### [DOCUMENT EXTRACT]
----------------
In the figure, along the direction of azimuth $\alpha$ (OD direction), the measured tilt is $\phi$. Then:

$$\phi =\theta \cos (\alpha -\psi )$$

(1)

Assuming ${\alpha }_1$ and ${\alpha }_2$ are two different azimuth angles, and the ground tilt values in these two directions are ${\phi }_1 \mathrm{a}\mathrm{n}\mathrm{d} {\phi }_2$, respectively, and assuming positive tilt values in the ${\alpha }_1$ and ${\alpha }_2$ directions and negative values in the opposite directions, Equations (2) and (3) can be derived:

$${\phi }_1=\theta \cos ({\alpha }_1-\psi )$$

(2)

$${\phi }_2=\theta \cos ({\alpha }_2-\psi )$$

(3)

From Equations (2) and (3), $\theta$ and $\psi$ can be obtained:

$$\left\{\begin{array}{c}\theta =\frac{\sqrt{{({\phi }_1\cos {\alpha }_2-{\phi }_2\cos {\alpha }_1)}^2+{({\phi }_2\sin {\phi }_1-{\phi }_1\sin {\phi }_2)}^2}}{\left|\sin \left({{\alpha }_2-\alpha }_1\right)\right|}\\ \psi ={\tan }^{-1}(x/y)\end{array}\right.$$

(4)

where:

$$\left\{\begin{array}{c}x=\frac{{\phi }_1\cos {\alpha }_2-{\phi }_2\cos {\alpha }_1}{\sin \left({{\alpha }_1-\alpha }_2\right)}\\ y=\frac{{\phi }_2\sin {\phi }_1-{\phi }_1\sin {\phi }_2}{\sin \left({{\alpha }_1-\alpha }_2\right)}\end{array}\right.$$

(5)
----------------
### [PROVIDED MATERIAL]
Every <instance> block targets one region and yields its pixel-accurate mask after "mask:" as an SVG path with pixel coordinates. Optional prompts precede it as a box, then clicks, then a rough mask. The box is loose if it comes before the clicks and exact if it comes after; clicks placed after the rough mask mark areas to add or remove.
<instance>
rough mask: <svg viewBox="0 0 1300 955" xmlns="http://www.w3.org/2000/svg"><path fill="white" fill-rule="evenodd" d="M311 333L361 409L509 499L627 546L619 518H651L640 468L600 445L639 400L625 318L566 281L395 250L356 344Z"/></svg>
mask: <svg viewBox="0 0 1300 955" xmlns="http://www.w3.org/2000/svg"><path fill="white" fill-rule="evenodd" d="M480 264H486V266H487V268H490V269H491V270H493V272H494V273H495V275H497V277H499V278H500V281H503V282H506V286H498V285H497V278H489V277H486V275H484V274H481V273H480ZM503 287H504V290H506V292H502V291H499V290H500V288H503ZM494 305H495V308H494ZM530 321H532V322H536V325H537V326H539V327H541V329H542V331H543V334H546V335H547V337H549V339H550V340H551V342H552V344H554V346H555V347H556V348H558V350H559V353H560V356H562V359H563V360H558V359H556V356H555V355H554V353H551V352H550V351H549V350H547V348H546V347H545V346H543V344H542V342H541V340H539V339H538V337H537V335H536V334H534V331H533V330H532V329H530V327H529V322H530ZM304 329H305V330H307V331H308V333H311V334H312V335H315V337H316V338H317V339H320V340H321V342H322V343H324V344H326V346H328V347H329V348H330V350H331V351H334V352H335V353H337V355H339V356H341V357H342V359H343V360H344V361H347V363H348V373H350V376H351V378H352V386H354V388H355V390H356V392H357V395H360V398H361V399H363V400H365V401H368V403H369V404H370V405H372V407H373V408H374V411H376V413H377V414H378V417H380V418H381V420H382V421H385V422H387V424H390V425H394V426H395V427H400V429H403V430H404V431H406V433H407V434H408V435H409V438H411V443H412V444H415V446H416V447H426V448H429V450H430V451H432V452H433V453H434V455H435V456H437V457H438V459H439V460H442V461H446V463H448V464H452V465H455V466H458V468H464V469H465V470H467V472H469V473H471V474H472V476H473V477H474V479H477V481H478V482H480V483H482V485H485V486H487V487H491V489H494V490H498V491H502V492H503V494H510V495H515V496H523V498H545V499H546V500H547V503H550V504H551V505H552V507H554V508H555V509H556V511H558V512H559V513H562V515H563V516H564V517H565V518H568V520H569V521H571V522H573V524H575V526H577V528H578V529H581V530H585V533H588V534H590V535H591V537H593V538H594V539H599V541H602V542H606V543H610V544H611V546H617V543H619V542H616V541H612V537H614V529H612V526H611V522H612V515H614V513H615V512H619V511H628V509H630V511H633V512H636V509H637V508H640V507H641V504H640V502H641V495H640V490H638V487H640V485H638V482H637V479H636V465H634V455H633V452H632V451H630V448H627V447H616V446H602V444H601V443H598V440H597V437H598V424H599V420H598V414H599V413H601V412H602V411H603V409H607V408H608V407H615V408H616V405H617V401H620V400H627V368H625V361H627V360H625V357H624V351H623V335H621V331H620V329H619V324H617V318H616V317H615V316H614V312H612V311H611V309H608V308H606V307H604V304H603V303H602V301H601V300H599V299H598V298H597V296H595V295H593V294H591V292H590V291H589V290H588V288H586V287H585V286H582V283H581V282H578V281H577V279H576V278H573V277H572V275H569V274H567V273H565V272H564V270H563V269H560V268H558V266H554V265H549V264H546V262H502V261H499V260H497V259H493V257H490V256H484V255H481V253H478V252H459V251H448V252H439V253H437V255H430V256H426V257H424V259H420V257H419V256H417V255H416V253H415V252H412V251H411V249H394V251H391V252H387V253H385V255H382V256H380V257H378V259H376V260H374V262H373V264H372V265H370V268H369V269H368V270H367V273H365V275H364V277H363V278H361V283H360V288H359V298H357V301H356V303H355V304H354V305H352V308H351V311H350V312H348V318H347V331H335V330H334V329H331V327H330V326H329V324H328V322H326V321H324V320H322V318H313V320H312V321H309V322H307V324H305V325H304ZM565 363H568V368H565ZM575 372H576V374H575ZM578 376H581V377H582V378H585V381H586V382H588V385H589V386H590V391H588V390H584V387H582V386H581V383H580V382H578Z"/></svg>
----------------
### [YOUR INSTRUCTIONS]
Proceed with the ground tilt derivation, starting right after Equation (5). The listing is separate material and has no connection to the excerpt on ground tilt.

### [RESULT FOR THIS TASK]
The quadrant where $\psi$ is located is determined by the signs of x and y. When measuring the tilt values in the north–south and east–west directions, let $\xi$ and $\eta$ represent the ground tilt values in these two directions, respectively, with positive values for the north and east tilts. Assuming ${\phi }_1=0, {\phi }_2$ = $\frac{\pi }{2}$, Equations (4) and (5) yield:

$$\left\{\begin{array}{c}\xi =\theta \cos \psi \\ \eta =\theta \sin \psi \end{array}\right.$$

(6)

According to Equation (6), the following can be obtained:

$$\left\{\begin{array}{c}\theta =\sqrt{{\xi }^2+{\eta }^2}\\ \psi ={\tan }^{-1}\frac{\eta }{\xi }\end{array}\right.$$

(7)

The vertical pendulum tilt sensor utilizes the formula’s principle to hang a gravity pendulum vertically on a stable support. The gravity pendulum M remains in a vertical position under the influence of Earth’s gravity. Assuming the original position of the pendulum is shown in Figure 4a when the ground tilts by an angle ΔΦ, the support experiences a corresponding tilt of ΔΦ, causing the pendulum M to undergo a relative displacement with the support as shown in Figure 4b. Δδ represents the displacement between the pendulum and the support caused by the ground tilt angle ΔΦ. The displacement of the pendulum is directly proportional to the ground tilt angle, enabling the measurement of small displacements to determine the tilt angle.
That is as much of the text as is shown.